### PROBLEMS AND TASKS
1. Answer these questions using the memoir excerpt.
(a) What did Roger hold over his shoulder as he marched up and down the street?
(b) At what time each year did the mother call the Immigration Bureau?
(c) How many chances did the mother give someone before putting them on the list?
2. Decide whether each statement agrees with the memoir excerpt, and support each answer with a quotation from the excerpt.
(a) Millie Parsons contacted the police about the sound system.
(b) The mother grew up in an Irish family made up mostly of girls.
(c) The mother is described as tiny.
3. Retype the memoir excerpt from "And so every" to "Irishman, after all.".

### PAGE EXCERPT
# # #

The person who actually did come out into the street was Pa’s son-in-law Roger, an unabashed German, who for the occasion dressed in all black with a black bowler (an orange band around it), who would march up and down the street holding a shotgun over his shoulder in silent and smiling protest.
The neighborhood reveled in the nonsense. Except for one person.
At the end of the block, we had a war bride, Millie Parsons. As you can imagine, she and my mom spent 364 days of the year in wary truce. After all, their children played together. They had to get by each other on the street and at church. But on the seventeenth of March, the gloves came off. The minute that sound system crackled on at seven-thirty in the morning (early enough so my mom’s children could hear it on the way to school), Millie called the police and filed a complaint about noise abatement.
And so every year, at precisely 10 A.M., my mother called the Immigration Bureau and reported Millie Parsons as an illegal alien.
But other than that small aberration, my mom was pretty much the pacifist. After all, she’d grown up in another Irish family populated by boys, in which fists were the favored method of problem solving. And, truth be told, the Irish have a weensy bit of a reputation for brawling. The donnybrook was named after an Irishman, after all.
But it was my mother’s firm policy that she wouldn’t put anyone on the list—and there is nothing more dreaded than an Irish list—until she’d given them three good and honest chances to piss her off. (Okay, she never said “piss her off.” It didn’t take a lot to translate, though.)
After all, maybe the mother of the bully in my brother’s class had had a headache when she yelled at my mother for the turmoil her own son had caused. Maybe she had a miserable husband (she had). Maybe it was just one of those days.
Three good and honest chances. After that, if you continued to misbehave—if, say, you were rude to my grandfather, or refused to do the job you were being paid to do, or kept my mother in line too long with screaming children while you talked to your spouse/boyfriend/girlfriend/psychic on the phone, then you were on the list. And from that moment on, you were shunned like an unfaithful Amish farmer. And if you know anything about Irish lists, you know that once you’re on the list, there isn’t any getting off without a papal dispensation. In fact, the old joke goes, “Do you know what Irish Alzheimer’s is? All you remember is the grudge.”
That’s pretty accurate.
So I always thought it was a rare thing that Mom was so very patient and understanding. That on the whole she tried to de-escalate situations rather than escalate them. She did, in fact, try her best to stretch those three tries out as long as she could.
There was only one exception to the rule. One reason to miss those last two chances altogether and head straight for jail, without passing Go.
If you hurt one of her children.
Which is how this story started in the first place.
My mother was tiny. She was bright and smiling and funny. But if you so much as made one of her children cry, then ducking wouldn’t be low enough to hide. Three strikes were two strikes too many. You were damned faster than a heretic at an Opus Dei meeting.

# # #

(Dataset entries)

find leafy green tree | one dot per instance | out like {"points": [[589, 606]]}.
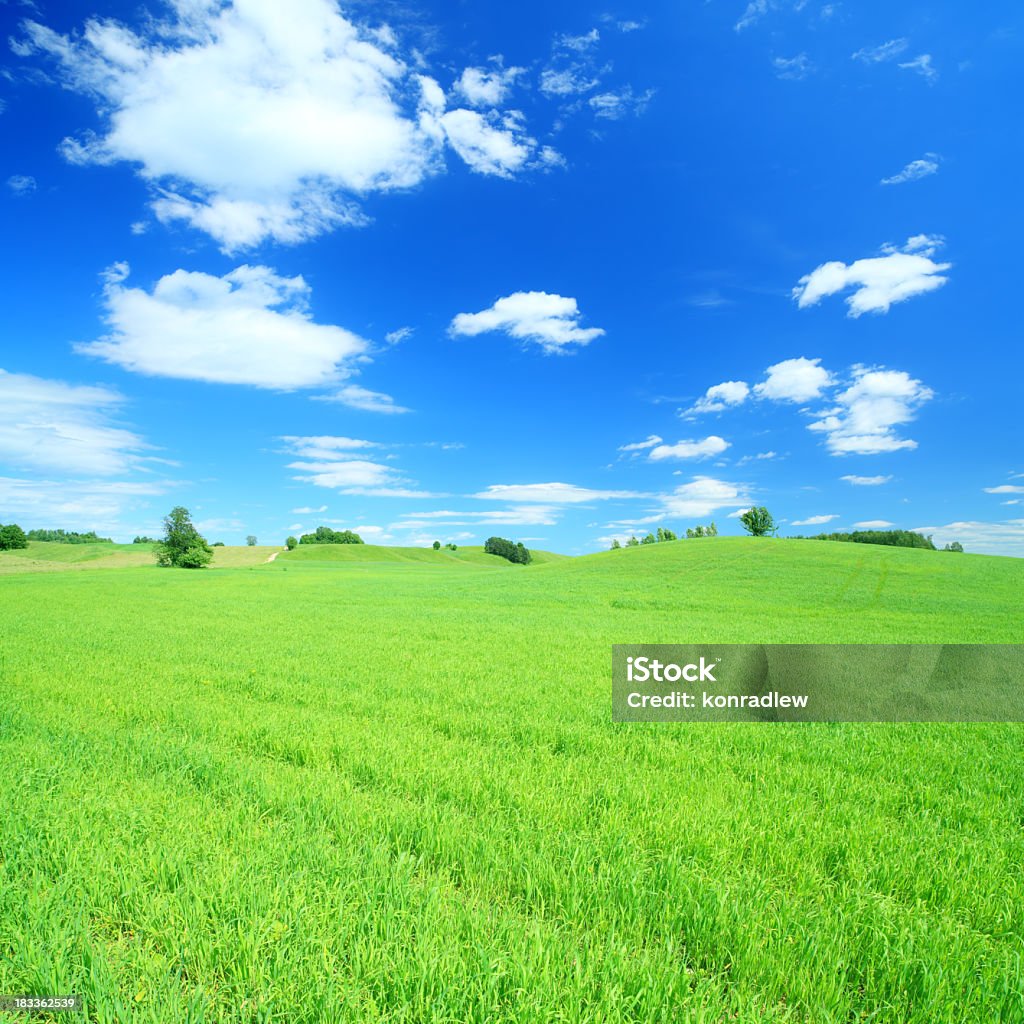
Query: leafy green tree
{"points": [[182, 546], [325, 535], [758, 521], [12, 537]]}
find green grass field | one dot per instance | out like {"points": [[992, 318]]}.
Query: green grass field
{"points": [[371, 784]]}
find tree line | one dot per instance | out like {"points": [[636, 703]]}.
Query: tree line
{"points": [[514, 552]]}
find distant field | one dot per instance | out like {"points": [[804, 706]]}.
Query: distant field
{"points": [[344, 786]]}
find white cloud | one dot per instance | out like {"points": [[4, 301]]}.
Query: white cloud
{"points": [[580, 43], [364, 399], [640, 445], [760, 457], [720, 396], [755, 9], [702, 496], [814, 520], [324, 446], [549, 494], [249, 327], [879, 282], [1006, 538], [525, 515], [22, 184], [866, 481], [794, 380], [550, 321], [566, 81], [866, 414], [83, 505], [877, 54], [923, 66], [486, 87], [613, 105], [48, 425], [328, 462], [398, 336], [259, 120], [690, 450], [915, 170], [793, 69]]}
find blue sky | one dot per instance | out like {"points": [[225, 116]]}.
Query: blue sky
{"points": [[556, 272]]}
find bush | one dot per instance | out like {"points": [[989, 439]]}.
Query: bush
{"points": [[182, 546], [12, 537], [757, 521], [67, 537], [506, 549], [890, 538], [325, 535]]}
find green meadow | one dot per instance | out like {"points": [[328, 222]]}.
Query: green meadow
{"points": [[370, 784]]}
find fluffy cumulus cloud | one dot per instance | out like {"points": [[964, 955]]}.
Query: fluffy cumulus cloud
{"points": [[879, 282], [249, 327], [915, 170], [651, 441], [331, 462], [261, 120], [794, 380], [1006, 538], [486, 86], [865, 416], [364, 399], [549, 321], [549, 494], [50, 426], [690, 450], [719, 397], [866, 481], [885, 51]]}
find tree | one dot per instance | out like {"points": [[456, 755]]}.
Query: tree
{"points": [[758, 521], [182, 546], [12, 537]]}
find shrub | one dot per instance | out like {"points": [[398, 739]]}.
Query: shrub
{"points": [[12, 537], [325, 535], [182, 546], [506, 549]]}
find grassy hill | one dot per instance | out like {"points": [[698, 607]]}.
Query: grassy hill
{"points": [[398, 792]]}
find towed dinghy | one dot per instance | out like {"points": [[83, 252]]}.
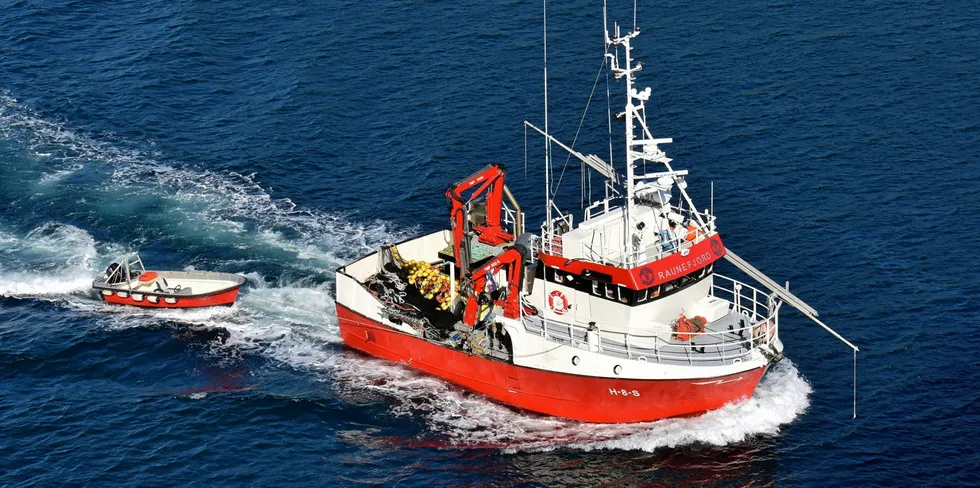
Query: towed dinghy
{"points": [[130, 283]]}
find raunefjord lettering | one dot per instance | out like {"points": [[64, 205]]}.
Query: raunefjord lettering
{"points": [[684, 267]]}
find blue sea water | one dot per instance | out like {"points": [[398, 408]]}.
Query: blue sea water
{"points": [[280, 139]]}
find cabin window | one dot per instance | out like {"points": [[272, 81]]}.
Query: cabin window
{"points": [[623, 294], [642, 295]]}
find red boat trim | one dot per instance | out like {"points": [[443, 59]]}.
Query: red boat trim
{"points": [[658, 272], [225, 297]]}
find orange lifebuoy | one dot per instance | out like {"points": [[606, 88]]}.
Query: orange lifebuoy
{"points": [[692, 232], [557, 302], [684, 328]]}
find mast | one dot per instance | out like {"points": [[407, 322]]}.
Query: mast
{"points": [[630, 231], [547, 146]]}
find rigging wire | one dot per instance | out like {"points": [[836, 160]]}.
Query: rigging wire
{"points": [[580, 123]]}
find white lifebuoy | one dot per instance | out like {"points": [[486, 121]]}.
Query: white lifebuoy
{"points": [[557, 302]]}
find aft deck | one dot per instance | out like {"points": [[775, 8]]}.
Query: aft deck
{"points": [[729, 339]]}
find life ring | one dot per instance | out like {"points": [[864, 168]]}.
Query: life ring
{"points": [[557, 302]]}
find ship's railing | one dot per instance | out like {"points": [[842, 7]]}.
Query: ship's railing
{"points": [[551, 242], [754, 325], [745, 299], [665, 243]]}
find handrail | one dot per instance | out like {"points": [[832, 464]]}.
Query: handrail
{"points": [[754, 335], [762, 327]]}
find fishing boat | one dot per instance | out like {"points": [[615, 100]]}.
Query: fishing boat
{"points": [[620, 316], [128, 282]]}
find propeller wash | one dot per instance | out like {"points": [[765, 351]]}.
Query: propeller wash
{"points": [[618, 318]]}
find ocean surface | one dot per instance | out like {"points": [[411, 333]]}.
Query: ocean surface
{"points": [[281, 139]]}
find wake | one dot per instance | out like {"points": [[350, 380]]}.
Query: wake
{"points": [[290, 318]]}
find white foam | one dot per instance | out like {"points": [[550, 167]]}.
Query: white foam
{"points": [[294, 322], [51, 260]]}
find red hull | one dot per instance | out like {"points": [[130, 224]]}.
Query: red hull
{"points": [[226, 297], [583, 398]]}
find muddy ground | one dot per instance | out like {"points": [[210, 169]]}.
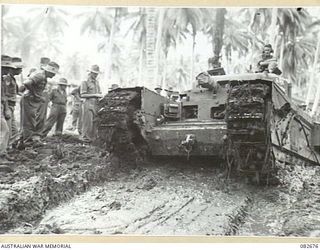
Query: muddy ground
{"points": [[67, 187]]}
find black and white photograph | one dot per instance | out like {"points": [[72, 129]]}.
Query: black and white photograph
{"points": [[160, 121]]}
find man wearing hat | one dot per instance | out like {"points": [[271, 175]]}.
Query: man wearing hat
{"points": [[44, 61], [169, 92], [158, 89], [6, 64], [90, 91], [268, 63], [11, 94], [58, 110], [76, 110], [33, 110]]}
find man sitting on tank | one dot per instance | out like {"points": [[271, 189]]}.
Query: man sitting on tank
{"points": [[268, 63]]}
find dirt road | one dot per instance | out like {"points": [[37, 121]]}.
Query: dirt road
{"points": [[85, 194]]}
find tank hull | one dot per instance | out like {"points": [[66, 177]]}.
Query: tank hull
{"points": [[166, 139]]}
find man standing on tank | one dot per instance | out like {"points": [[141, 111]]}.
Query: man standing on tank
{"points": [[90, 91], [268, 63], [11, 94], [6, 64], [33, 111], [58, 110]]}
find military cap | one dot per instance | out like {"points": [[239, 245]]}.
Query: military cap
{"points": [[17, 62], [63, 81], [95, 69], [52, 67], [44, 61], [268, 46], [169, 90], [114, 86], [6, 61]]}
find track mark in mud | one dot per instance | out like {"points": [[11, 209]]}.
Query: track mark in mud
{"points": [[176, 211], [238, 217]]}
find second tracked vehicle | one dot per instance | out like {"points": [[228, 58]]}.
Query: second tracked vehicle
{"points": [[247, 120]]}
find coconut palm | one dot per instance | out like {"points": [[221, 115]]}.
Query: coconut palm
{"points": [[105, 23], [50, 20], [137, 29], [188, 20]]}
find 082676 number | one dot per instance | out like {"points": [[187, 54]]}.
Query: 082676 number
{"points": [[309, 246]]}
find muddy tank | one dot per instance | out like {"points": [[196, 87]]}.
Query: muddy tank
{"points": [[248, 120]]}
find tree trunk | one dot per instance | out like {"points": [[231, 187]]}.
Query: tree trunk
{"points": [[192, 81], [311, 83], [110, 45], [140, 77], [150, 47], [217, 36], [281, 53], [273, 27], [158, 45]]}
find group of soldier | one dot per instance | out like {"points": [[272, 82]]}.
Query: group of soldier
{"points": [[35, 98]]}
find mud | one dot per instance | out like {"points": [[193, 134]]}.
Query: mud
{"points": [[79, 189]]}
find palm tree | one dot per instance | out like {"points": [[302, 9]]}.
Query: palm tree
{"points": [[188, 20], [104, 22], [50, 20], [137, 29]]}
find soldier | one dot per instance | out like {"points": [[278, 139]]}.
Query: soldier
{"points": [[11, 94], [114, 86], [90, 91], [44, 62], [76, 110], [169, 92], [58, 110], [158, 89], [32, 104], [4, 111], [268, 63]]}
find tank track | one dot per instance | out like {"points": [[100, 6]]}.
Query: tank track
{"points": [[120, 124], [248, 144]]}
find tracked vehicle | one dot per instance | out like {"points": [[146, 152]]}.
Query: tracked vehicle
{"points": [[247, 120]]}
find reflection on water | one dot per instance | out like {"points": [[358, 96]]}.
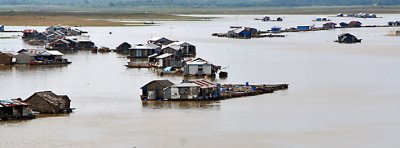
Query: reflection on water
{"points": [[211, 105]]}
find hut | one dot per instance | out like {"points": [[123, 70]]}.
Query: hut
{"points": [[14, 109], [85, 43], [321, 19], [186, 49], [344, 25], [183, 91], [275, 29], [154, 90], [394, 23], [29, 34], [6, 58], [266, 18], [246, 32], [50, 57], [27, 56], [60, 44], [167, 60], [355, 24], [48, 102], [159, 41], [208, 90], [123, 47], [348, 38], [199, 66], [329, 25], [143, 50]]}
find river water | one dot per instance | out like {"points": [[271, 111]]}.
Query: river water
{"points": [[340, 95]]}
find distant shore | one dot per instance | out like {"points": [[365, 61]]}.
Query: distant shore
{"points": [[48, 16]]}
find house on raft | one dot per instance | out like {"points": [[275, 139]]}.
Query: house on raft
{"points": [[61, 44], [47, 102], [40, 57], [15, 109], [139, 55], [303, 27], [394, 23], [6, 58], [184, 48], [27, 56], [329, 25], [29, 34], [276, 29], [322, 19], [354, 24], [187, 90], [200, 67], [160, 41], [154, 90], [344, 25], [348, 38], [84, 43], [50, 57]]}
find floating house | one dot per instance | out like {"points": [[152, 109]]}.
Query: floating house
{"points": [[47, 102], [61, 44], [186, 49], [159, 41], [208, 90], [167, 60], [354, 24], [27, 56], [303, 27], [321, 19], [246, 32], [266, 18], [14, 109], [143, 50], [348, 38], [85, 43], [394, 23], [6, 58], [29, 34], [50, 57], [344, 25], [154, 90], [124, 47], [40, 57], [200, 67], [183, 91], [276, 29]]}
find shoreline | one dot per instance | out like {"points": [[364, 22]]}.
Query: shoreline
{"points": [[65, 16]]}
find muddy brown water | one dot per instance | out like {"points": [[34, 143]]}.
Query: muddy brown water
{"points": [[340, 95]]}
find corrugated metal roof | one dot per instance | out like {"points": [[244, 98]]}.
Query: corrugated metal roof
{"points": [[204, 83]]}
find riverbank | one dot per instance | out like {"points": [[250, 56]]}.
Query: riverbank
{"points": [[47, 18]]}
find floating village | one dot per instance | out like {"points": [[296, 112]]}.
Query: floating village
{"points": [[165, 56]]}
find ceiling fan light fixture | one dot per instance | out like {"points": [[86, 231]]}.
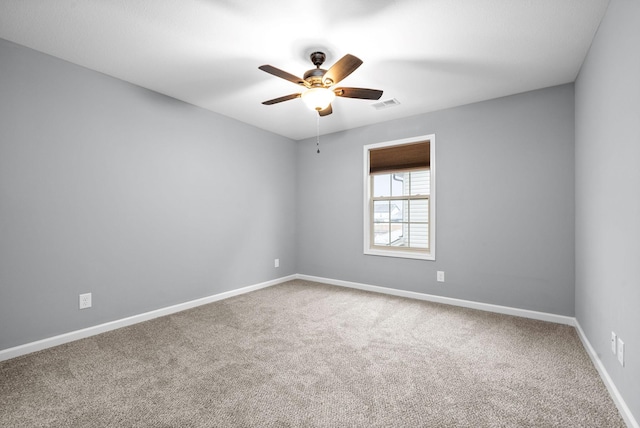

# # #

### ANSWERS TO THE PROBLEMS
1.
(a) A shotgun.
(b) At precisely 10 A.M.
(c) Three good and honest chances.

2.
(a) Yes: "Millie called the police and filed a complaint about noise abatement."
(b) No: "she’d grown up in another Irish family populated by boys"
(c) Yes: "My mother was tiny."

3.
And so every year, at precisely 10 A.M., my mother called the Immigration Bureau and reported Millie Parsons as an illegal alien.
But other than that small aberration, my mom was pretty much the pacifist. After all, she’d grown up in another Irish family populated by boys, in which fists were the favored method of problem solving. And, truth be told, the Irish have a weensy bit of a reputation for brawling. The donnybrook was named after an Irishman, after all.